Start of Data to use

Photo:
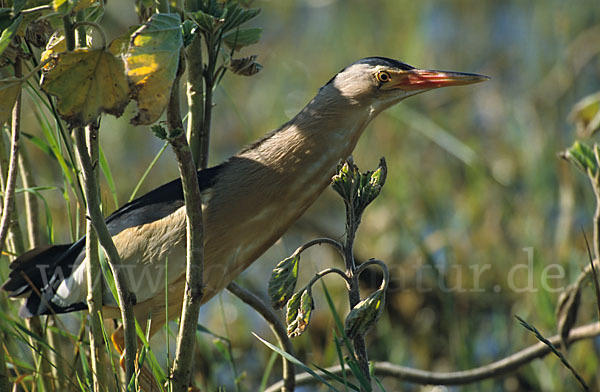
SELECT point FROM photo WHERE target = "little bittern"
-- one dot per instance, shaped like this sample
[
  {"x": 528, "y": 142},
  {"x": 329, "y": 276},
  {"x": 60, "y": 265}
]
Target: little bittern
[{"x": 249, "y": 201}]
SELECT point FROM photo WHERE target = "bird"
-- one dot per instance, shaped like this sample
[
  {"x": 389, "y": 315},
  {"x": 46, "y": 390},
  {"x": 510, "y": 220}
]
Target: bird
[{"x": 248, "y": 201}]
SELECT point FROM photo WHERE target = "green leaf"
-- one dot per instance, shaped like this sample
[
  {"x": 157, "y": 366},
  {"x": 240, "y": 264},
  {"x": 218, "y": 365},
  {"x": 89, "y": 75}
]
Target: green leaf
[
  {"x": 108, "y": 175},
  {"x": 68, "y": 6},
  {"x": 236, "y": 16},
  {"x": 302, "y": 310},
  {"x": 293, "y": 306},
  {"x": 9, "y": 91},
  {"x": 365, "y": 314},
  {"x": 120, "y": 45},
  {"x": 207, "y": 23},
  {"x": 283, "y": 281},
  {"x": 9, "y": 33},
  {"x": 359, "y": 189},
  {"x": 582, "y": 156},
  {"x": 246, "y": 66},
  {"x": 586, "y": 115},
  {"x": 152, "y": 62},
  {"x": 86, "y": 84},
  {"x": 243, "y": 37}
]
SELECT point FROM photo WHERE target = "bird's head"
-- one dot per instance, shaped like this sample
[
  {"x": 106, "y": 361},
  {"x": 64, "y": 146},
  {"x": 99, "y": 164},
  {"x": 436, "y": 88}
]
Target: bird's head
[{"x": 381, "y": 82}]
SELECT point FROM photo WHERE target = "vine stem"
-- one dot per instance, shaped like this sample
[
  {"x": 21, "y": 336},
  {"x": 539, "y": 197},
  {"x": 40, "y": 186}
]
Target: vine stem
[
  {"x": 91, "y": 189},
  {"x": 182, "y": 366},
  {"x": 358, "y": 342},
  {"x": 94, "y": 295},
  {"x": 289, "y": 373},
  {"x": 11, "y": 181},
  {"x": 495, "y": 369}
]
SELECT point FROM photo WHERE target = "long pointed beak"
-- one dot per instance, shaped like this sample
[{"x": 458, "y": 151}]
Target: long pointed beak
[{"x": 420, "y": 79}]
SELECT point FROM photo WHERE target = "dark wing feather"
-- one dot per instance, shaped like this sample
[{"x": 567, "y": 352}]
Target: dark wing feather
[{"x": 46, "y": 267}]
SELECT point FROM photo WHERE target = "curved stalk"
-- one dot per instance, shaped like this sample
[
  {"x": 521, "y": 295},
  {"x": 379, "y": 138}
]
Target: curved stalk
[{"x": 277, "y": 327}]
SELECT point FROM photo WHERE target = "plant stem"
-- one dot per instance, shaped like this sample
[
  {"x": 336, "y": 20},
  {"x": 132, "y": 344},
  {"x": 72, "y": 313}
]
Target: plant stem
[
  {"x": 209, "y": 78},
  {"x": 182, "y": 366},
  {"x": 126, "y": 298},
  {"x": 195, "y": 97},
  {"x": 289, "y": 373},
  {"x": 11, "y": 181},
  {"x": 4, "y": 382},
  {"x": 94, "y": 286},
  {"x": 91, "y": 189},
  {"x": 496, "y": 369},
  {"x": 358, "y": 342},
  {"x": 8, "y": 203}
]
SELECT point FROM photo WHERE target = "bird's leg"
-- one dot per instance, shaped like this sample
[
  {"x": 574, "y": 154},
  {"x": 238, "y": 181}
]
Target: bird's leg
[{"x": 146, "y": 378}]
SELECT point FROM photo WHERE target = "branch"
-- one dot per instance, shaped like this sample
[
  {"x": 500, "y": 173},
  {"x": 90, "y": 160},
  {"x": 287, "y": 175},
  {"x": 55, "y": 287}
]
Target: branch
[
  {"x": 126, "y": 298},
  {"x": 91, "y": 189},
  {"x": 9, "y": 190},
  {"x": 276, "y": 326},
  {"x": 495, "y": 369},
  {"x": 94, "y": 287},
  {"x": 195, "y": 97},
  {"x": 182, "y": 366},
  {"x": 322, "y": 241}
]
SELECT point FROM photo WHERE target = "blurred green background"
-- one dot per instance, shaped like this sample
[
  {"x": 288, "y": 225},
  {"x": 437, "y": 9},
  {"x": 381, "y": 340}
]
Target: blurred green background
[{"x": 477, "y": 204}]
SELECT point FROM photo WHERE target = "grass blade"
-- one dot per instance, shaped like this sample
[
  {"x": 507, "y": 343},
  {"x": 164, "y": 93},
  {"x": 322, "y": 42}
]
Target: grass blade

End of Data to use

Skip the pictures, then retype every line above exactly.

_Solution below_.
Photo:
SELECT point FROM photo WHERE target = "little bittern"
-- one dot per instance, shaped like this sample
[
  {"x": 528, "y": 142},
  {"x": 329, "y": 276},
  {"x": 60, "y": 265}
]
Target: little bittern
[{"x": 249, "y": 201}]
SELECT point FROM photo WHERE target = "bird"
-- one dot per instance, shaped like this sample
[
  {"x": 389, "y": 315},
  {"x": 46, "y": 390},
  {"x": 510, "y": 220}
]
Target: bird
[{"x": 248, "y": 201}]
SELECT point FROM photo WHERE target = "green leaf"
-- one dot per instance, shaped like this sample
[
  {"x": 157, "y": 366},
  {"x": 240, "y": 264},
  {"x": 218, "y": 365},
  {"x": 89, "y": 75}
]
Target: green leaf
[
  {"x": 108, "y": 175},
  {"x": 68, "y": 6},
  {"x": 236, "y": 16},
  {"x": 302, "y": 310},
  {"x": 293, "y": 306},
  {"x": 9, "y": 91},
  {"x": 365, "y": 314},
  {"x": 120, "y": 45},
  {"x": 207, "y": 23},
  {"x": 283, "y": 281},
  {"x": 9, "y": 33},
  {"x": 359, "y": 189},
  {"x": 582, "y": 156},
  {"x": 246, "y": 66},
  {"x": 586, "y": 115},
  {"x": 152, "y": 62},
  {"x": 86, "y": 84},
  {"x": 243, "y": 37}
]
SELECT point FROM photo WHERE target = "bird's head"
-- one dot per instance, shaped like this sample
[
  {"x": 106, "y": 361},
  {"x": 64, "y": 146},
  {"x": 99, "y": 164},
  {"x": 436, "y": 88}
]
Target: bird's head
[{"x": 381, "y": 82}]
SELECT point FROM photo WHERE target = "vine stem"
-- one dot per instance, shaped like this sample
[
  {"x": 21, "y": 336},
  {"x": 539, "y": 197},
  {"x": 40, "y": 186}
]
Target: vine stem
[
  {"x": 91, "y": 189},
  {"x": 182, "y": 366},
  {"x": 358, "y": 342},
  {"x": 94, "y": 295},
  {"x": 289, "y": 373},
  {"x": 11, "y": 181},
  {"x": 495, "y": 369}
]
SELECT point FROM photo WHERE target = "long pointed beak"
-- one dot per instance, shaped like this sample
[{"x": 458, "y": 151}]
Target: long pointed beak
[{"x": 420, "y": 79}]
SELECT point FROM photo WHERE target = "dark wing feather"
-- one dot per instance, shaped like this sample
[{"x": 567, "y": 352}]
Target: dark wing feather
[{"x": 46, "y": 267}]
SELECT point FROM photo WHERE target = "curved stalk"
-- one dot per instance, shaped like this sample
[
  {"x": 521, "y": 295},
  {"x": 379, "y": 138}
]
Target: curved stalk
[{"x": 277, "y": 327}]
SELECT point FROM photo WHERE target = "plant stem"
-- one dot per instance, shaped like this sample
[
  {"x": 336, "y": 20},
  {"x": 132, "y": 344},
  {"x": 72, "y": 313}
]
Target: plant stem
[
  {"x": 209, "y": 78},
  {"x": 182, "y": 366},
  {"x": 126, "y": 298},
  {"x": 195, "y": 97},
  {"x": 289, "y": 373},
  {"x": 11, "y": 181},
  {"x": 4, "y": 382},
  {"x": 94, "y": 286},
  {"x": 91, "y": 189},
  {"x": 496, "y": 369},
  {"x": 358, "y": 342},
  {"x": 8, "y": 203}
]
SELECT point FROM photo WHERE target = "bird's leg"
-- one dot per instance, shaped like this sample
[
  {"x": 574, "y": 154},
  {"x": 238, "y": 181}
]
Target: bird's leg
[{"x": 146, "y": 378}]
SELECT point FROM photo WHERE target = "branch"
-- one dot per instance, shaped like this sample
[
  {"x": 500, "y": 173},
  {"x": 90, "y": 160},
  {"x": 287, "y": 175},
  {"x": 55, "y": 287}
]
Target: branch
[
  {"x": 126, "y": 298},
  {"x": 91, "y": 189},
  {"x": 9, "y": 190},
  {"x": 276, "y": 326},
  {"x": 495, "y": 369},
  {"x": 94, "y": 287},
  {"x": 195, "y": 97},
  {"x": 182, "y": 366},
  {"x": 322, "y": 241}
]
SELECT point FROM photo WHERE target = "blurred green background"
-- one dot per instance, shaped like this sample
[
  {"x": 288, "y": 225},
  {"x": 437, "y": 9},
  {"x": 381, "y": 340}
]
Target: blurred green background
[{"x": 477, "y": 204}]
SELECT point FROM photo WHERE target = "grass blade"
-- one dot per instance, shaped like this sample
[
  {"x": 507, "y": 343},
  {"x": 164, "y": 93},
  {"x": 322, "y": 42}
]
Target: grass blade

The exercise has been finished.